→ **ПРЕДОСТАВЛЕННЫЙ ОТРЫВОК**
----------------------------------------

# Узость спинномозгового канала



## Доктор Ступин (25 Ноя 2020)

В 2011 году сделали операцию на уровне L4-5. И конечно перегрузка L3-4 и как результат - деформирующий артроз, сузивший канал до данного результата.
На вопрос:
- Что поменяли в жизни после операции?
Ничего не сказала рыбка, Лишь хвостом по воде плеснула И ушла в глубокое море....


----------



## vbl15 (26 Ноя 2020)

Доктор Ступин написал(а):


> В 2011 году сделали операцию на уровне L4-5. И конечно перегрузка L3-4 и как результат - деформирующий артроз, сузивший канал до данного результата.


Один нюанс, из 100 пациентов со стенозом позвоночного канала только у 1-3 была до этого операция не позвоночнике, а у остальных он просто сузился. Поэтому вопрос перегрузки, при отсутствии фиксации, остается открытым. Тут общий процесс дегенерации суставов, связок, дисков. Это сейчас вторая по частоте причина хирургических вмешательств в Федеральных центрах. И другой момент,  стеноз дает о себе знать, в большинстве случаев, у пациентов 60+, и увеличение таких пациентов характеризует демографическую ситуацию.

----------------------------------------

→ **ПОКАЗАННЫЕ СТРОКИ**
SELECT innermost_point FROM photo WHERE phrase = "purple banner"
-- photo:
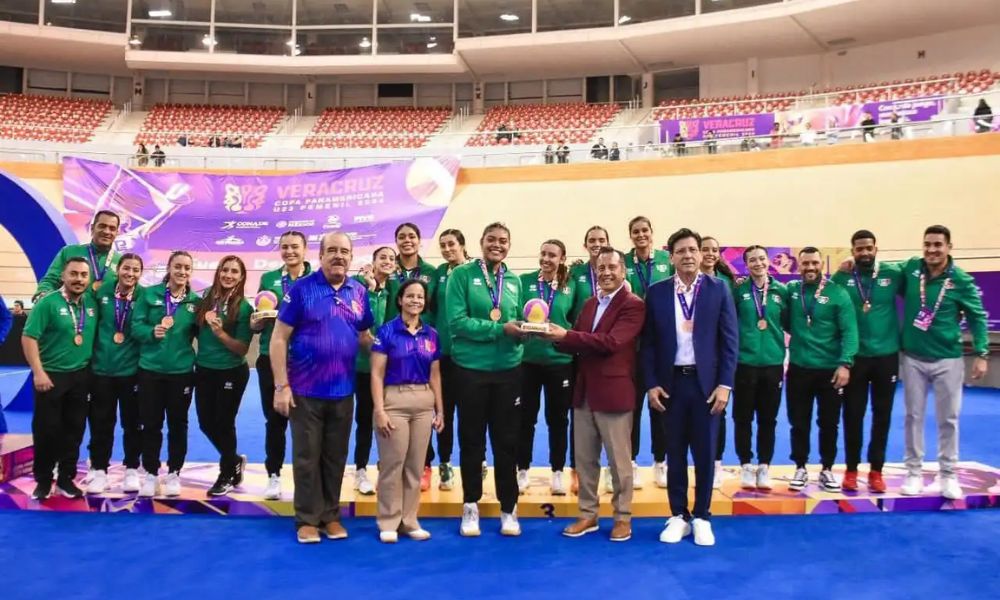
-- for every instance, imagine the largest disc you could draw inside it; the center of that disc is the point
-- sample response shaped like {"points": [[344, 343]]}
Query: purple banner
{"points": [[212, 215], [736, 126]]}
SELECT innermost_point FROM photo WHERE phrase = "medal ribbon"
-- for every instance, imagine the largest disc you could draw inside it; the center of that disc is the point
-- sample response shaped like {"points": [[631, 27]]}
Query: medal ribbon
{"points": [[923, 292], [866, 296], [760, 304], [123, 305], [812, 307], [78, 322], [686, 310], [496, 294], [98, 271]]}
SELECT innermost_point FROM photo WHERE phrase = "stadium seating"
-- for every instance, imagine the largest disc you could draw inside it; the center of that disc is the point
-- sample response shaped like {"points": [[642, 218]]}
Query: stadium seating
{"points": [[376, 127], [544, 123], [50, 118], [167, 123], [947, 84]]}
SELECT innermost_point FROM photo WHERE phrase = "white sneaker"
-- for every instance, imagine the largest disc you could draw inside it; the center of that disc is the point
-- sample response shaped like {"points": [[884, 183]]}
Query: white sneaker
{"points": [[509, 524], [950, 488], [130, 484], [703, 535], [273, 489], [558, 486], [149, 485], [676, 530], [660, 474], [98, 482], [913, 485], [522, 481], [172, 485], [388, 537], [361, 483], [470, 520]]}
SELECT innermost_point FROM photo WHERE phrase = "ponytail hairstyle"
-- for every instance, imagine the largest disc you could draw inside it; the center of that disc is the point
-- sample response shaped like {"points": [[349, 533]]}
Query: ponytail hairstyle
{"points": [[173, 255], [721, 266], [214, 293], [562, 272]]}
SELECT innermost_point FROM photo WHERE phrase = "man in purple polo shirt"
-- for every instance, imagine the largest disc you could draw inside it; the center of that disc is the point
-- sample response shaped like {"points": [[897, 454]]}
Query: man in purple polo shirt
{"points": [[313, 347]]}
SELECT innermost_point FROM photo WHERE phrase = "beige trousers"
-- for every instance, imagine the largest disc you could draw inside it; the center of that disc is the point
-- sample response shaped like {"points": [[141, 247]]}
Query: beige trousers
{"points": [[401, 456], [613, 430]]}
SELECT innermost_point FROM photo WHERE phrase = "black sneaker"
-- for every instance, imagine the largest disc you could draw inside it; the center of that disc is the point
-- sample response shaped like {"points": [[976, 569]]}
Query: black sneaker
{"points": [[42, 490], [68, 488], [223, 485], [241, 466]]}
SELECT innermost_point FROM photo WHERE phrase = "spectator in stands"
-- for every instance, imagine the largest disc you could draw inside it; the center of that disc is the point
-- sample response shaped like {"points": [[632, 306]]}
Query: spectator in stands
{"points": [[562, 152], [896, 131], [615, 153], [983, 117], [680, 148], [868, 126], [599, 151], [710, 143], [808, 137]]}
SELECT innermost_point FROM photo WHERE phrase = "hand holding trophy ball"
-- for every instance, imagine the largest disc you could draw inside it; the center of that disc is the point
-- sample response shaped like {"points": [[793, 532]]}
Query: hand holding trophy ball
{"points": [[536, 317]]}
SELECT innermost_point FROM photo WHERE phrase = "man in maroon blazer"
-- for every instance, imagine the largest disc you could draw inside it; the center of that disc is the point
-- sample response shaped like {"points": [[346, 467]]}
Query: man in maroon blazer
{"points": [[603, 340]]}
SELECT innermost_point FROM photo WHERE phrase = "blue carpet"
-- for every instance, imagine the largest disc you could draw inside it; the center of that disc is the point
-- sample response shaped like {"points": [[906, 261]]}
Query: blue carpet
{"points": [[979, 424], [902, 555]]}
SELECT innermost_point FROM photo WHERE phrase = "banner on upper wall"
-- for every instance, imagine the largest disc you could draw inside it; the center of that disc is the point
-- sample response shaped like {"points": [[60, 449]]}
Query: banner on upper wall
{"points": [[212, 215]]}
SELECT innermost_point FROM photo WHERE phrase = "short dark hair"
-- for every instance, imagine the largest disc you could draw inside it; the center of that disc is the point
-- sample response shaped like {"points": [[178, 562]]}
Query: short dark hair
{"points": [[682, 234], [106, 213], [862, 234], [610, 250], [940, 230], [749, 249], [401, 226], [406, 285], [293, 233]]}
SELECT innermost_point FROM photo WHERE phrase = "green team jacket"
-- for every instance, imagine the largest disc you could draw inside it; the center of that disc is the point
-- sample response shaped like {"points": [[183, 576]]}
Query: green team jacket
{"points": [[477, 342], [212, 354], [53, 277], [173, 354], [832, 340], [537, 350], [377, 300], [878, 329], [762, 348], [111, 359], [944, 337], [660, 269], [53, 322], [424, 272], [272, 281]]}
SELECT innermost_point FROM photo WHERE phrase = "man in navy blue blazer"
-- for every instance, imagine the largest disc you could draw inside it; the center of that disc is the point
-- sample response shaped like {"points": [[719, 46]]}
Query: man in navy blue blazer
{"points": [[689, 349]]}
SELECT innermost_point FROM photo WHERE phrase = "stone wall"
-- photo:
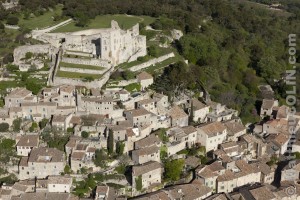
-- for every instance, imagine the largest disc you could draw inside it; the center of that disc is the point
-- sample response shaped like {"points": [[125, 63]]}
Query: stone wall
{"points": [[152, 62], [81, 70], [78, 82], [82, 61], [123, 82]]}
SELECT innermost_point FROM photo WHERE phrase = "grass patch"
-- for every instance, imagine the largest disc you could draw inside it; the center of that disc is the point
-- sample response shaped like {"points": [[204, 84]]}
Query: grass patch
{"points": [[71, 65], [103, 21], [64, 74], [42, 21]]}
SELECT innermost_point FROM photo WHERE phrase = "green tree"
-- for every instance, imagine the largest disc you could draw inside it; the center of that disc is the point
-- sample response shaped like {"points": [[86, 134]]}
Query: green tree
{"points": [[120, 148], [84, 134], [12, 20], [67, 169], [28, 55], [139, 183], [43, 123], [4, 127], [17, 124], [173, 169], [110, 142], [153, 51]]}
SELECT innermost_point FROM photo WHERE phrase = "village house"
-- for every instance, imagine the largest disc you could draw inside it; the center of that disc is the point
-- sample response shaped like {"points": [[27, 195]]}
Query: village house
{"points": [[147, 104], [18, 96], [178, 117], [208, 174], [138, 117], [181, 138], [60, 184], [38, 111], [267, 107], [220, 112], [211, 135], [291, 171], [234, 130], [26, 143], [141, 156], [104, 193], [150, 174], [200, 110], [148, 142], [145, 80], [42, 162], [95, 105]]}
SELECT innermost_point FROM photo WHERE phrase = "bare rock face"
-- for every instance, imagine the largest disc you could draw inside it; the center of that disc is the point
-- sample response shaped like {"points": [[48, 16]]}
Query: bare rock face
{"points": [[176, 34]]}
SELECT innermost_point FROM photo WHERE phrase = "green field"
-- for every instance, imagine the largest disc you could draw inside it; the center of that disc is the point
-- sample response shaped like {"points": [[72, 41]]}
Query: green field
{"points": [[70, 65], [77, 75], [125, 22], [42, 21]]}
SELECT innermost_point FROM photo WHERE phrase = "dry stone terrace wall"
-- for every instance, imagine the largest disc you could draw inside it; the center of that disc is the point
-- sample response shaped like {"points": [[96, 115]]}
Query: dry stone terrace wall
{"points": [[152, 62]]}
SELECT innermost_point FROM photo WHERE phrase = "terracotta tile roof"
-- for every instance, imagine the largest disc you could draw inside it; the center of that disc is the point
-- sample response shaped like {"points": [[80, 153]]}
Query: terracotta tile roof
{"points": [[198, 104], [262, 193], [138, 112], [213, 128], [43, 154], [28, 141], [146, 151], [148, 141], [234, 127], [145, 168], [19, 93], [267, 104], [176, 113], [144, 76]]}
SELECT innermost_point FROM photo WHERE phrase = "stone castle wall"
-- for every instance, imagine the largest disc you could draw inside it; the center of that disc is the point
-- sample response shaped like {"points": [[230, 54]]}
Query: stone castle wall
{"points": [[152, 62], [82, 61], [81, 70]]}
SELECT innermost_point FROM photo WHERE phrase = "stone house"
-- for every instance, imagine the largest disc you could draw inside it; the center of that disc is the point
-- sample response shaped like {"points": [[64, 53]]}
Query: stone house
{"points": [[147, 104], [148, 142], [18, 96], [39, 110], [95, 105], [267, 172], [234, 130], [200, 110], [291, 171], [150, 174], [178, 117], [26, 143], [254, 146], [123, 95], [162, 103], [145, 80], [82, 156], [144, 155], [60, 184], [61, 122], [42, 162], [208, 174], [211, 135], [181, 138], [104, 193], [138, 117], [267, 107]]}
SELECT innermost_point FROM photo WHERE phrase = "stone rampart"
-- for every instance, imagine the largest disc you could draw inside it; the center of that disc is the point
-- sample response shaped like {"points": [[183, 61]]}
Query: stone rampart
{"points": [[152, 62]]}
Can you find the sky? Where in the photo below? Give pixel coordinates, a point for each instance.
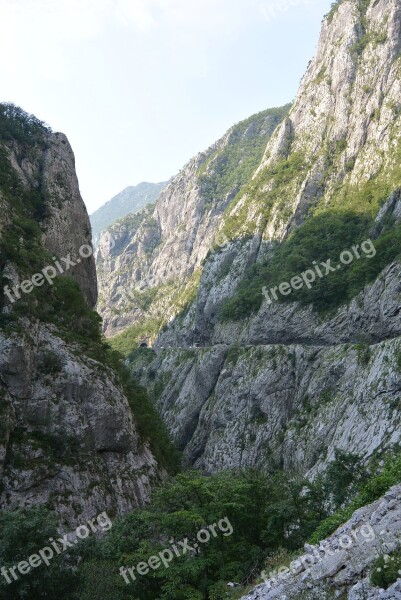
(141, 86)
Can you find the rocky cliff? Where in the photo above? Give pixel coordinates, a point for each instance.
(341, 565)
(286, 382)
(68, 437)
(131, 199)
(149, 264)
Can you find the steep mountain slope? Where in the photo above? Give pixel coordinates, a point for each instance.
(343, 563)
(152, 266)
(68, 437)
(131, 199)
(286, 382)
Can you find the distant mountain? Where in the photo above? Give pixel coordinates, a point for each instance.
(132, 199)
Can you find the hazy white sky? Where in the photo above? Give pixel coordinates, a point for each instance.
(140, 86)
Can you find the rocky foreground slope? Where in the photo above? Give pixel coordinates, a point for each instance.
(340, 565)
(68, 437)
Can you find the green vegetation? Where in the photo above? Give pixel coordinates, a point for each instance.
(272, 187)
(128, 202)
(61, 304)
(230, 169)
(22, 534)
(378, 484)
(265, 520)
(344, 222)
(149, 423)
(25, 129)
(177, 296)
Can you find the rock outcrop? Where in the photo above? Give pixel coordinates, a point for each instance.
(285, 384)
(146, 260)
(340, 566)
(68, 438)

----------------------------------------

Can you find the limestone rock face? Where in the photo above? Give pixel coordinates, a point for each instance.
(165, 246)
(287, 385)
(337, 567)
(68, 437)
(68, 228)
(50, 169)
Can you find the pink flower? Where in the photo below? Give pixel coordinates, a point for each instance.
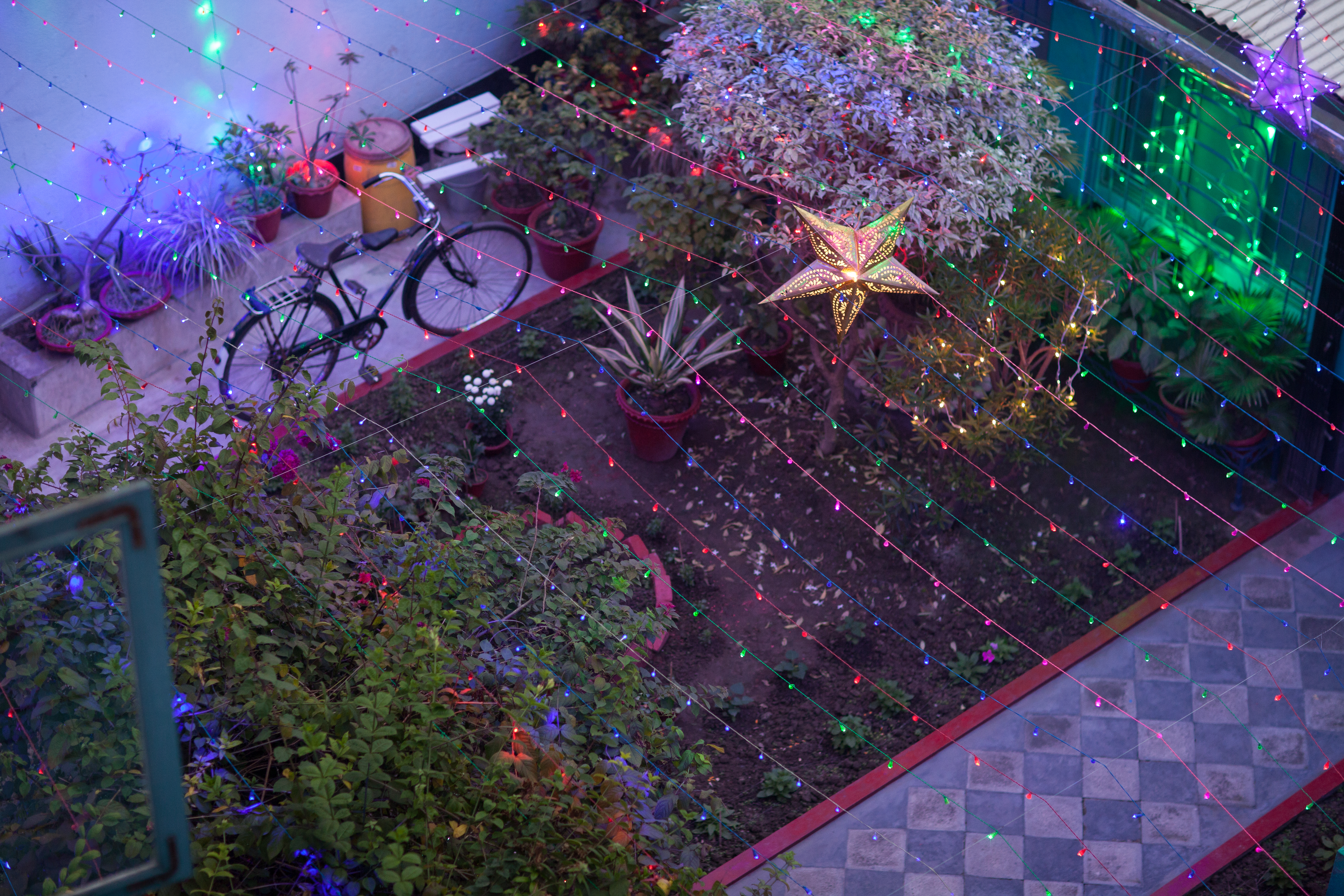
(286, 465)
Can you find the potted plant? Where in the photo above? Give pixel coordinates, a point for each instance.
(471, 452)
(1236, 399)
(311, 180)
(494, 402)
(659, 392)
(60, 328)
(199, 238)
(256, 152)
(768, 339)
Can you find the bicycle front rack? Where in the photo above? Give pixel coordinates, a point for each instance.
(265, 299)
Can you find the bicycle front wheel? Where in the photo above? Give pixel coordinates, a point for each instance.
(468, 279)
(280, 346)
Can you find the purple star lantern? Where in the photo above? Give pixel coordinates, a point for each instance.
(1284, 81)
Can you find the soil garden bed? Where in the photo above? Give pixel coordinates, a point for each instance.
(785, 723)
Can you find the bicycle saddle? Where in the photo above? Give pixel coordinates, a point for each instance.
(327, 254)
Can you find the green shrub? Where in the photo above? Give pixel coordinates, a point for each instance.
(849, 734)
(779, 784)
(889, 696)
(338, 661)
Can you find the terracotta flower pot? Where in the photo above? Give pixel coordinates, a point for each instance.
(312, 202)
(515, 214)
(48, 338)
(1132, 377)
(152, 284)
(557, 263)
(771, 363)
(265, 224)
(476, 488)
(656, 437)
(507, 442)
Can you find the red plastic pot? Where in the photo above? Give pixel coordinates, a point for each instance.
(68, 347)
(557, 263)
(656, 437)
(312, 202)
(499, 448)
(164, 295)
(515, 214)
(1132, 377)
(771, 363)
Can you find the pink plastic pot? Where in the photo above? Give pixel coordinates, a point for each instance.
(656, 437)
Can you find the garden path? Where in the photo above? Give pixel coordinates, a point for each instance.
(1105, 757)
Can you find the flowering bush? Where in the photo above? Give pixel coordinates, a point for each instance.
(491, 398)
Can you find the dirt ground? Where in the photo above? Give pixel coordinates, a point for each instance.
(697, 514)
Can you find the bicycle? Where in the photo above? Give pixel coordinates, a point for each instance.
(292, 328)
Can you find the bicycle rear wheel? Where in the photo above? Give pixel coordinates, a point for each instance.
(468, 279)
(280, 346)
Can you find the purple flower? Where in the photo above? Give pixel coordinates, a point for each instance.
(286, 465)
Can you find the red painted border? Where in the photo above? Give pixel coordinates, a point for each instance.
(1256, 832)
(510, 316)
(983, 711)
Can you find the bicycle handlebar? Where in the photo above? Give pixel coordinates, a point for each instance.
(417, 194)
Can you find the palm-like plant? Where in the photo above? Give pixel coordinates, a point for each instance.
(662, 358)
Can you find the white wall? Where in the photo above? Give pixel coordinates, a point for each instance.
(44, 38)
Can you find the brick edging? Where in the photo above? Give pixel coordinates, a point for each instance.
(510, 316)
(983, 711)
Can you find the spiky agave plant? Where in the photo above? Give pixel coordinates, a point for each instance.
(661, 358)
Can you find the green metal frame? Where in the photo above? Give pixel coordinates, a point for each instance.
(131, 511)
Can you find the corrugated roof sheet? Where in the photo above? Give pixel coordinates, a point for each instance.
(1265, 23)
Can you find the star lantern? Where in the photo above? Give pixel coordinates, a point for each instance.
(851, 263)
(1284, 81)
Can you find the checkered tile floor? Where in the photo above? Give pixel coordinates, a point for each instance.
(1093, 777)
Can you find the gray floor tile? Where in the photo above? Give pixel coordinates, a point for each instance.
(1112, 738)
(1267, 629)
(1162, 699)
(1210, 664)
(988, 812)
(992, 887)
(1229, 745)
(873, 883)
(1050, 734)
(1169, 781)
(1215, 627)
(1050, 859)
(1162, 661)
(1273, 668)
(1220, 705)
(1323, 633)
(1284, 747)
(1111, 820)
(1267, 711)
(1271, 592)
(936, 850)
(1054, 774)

----------------------------------------

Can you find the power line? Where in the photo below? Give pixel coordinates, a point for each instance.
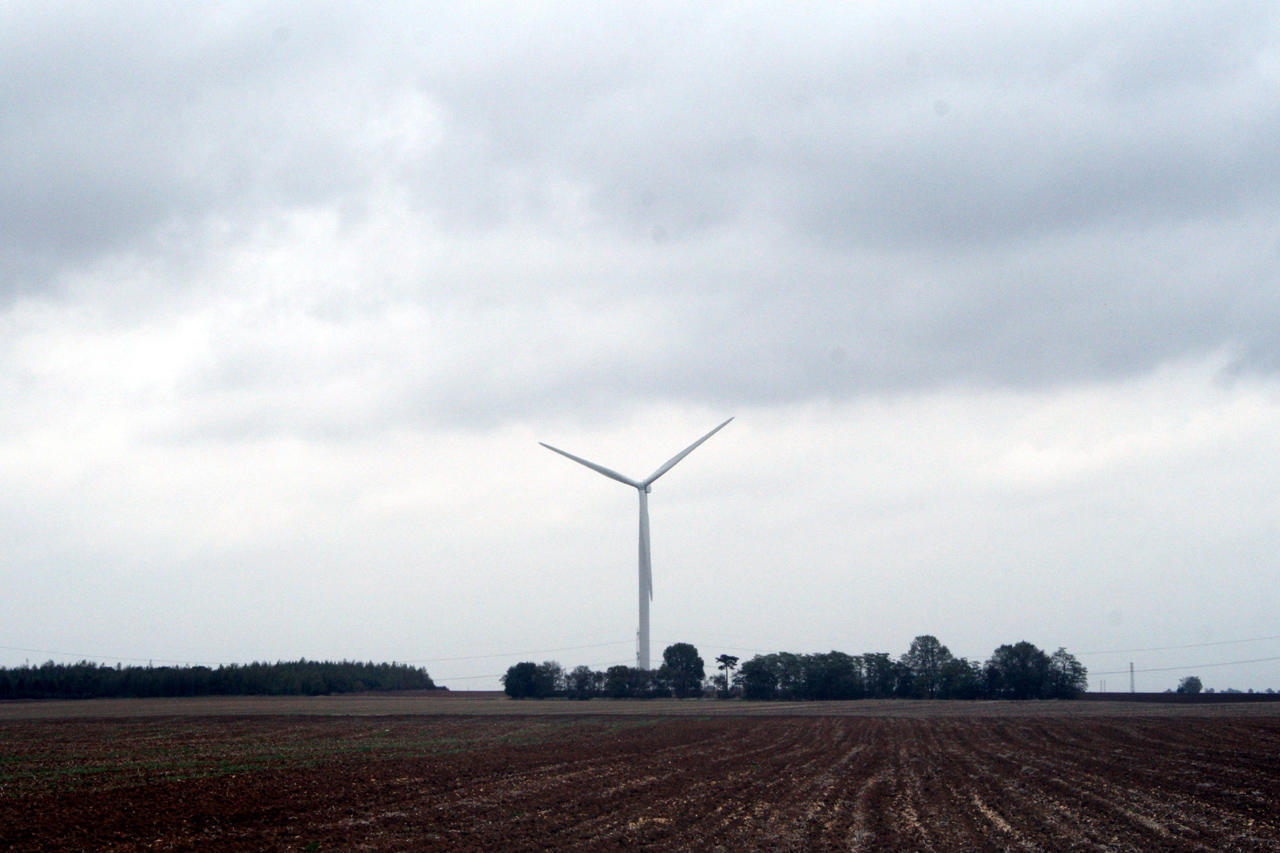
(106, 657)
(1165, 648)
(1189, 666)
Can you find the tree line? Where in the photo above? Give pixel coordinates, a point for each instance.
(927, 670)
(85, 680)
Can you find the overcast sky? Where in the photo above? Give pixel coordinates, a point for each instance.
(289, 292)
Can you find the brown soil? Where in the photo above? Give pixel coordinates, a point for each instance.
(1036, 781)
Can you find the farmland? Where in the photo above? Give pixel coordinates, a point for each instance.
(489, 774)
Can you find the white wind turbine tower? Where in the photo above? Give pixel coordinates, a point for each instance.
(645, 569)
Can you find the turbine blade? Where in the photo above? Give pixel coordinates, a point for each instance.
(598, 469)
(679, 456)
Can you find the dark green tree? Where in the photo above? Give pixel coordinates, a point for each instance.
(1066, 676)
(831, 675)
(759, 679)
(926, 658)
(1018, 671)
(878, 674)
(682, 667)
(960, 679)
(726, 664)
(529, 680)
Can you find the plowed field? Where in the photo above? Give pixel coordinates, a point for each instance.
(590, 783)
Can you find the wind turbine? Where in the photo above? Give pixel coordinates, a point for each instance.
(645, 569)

----------------------------------------

→ **ЗАДАНИЯ**
a: Воспроизведите часть отрывка о стенозе позвоночного канала, начиная со слов «# Узость спинномозгового» и заканчивая словами «жизни после операции?».
b: Изложите содержание отрывка о стенозе позвоночного канала в двух предложениях.

→ **ОТВЕТЫ**
a:
# Узость спинномозгового канала



## Доктор Ступин (25 Ноя 2020)

В 2011 году сделали операцию на уровне L4-5. И конечно перегрузка L3-4 и как результат - деформирующий артроз, сузивший канал до данного результата.
На вопрос:
- Что поменяли в жизни после операции?

b: Доктор Ступин связывает сужение канала с тем, что после операции на уровне L4-5 в 2011 году перегрузка L3-4 привела к деформирующему артрозу. vbl15 возражает, что лишь у 1–3 из 100 пациентов со стенозом до этого была операция на позвоночнике, а у остальных канал сузился из-за общей дегенерации суставов, связок и дисков, причем в большинстве случаев стеноз дает о себе знать у пациентов 60+.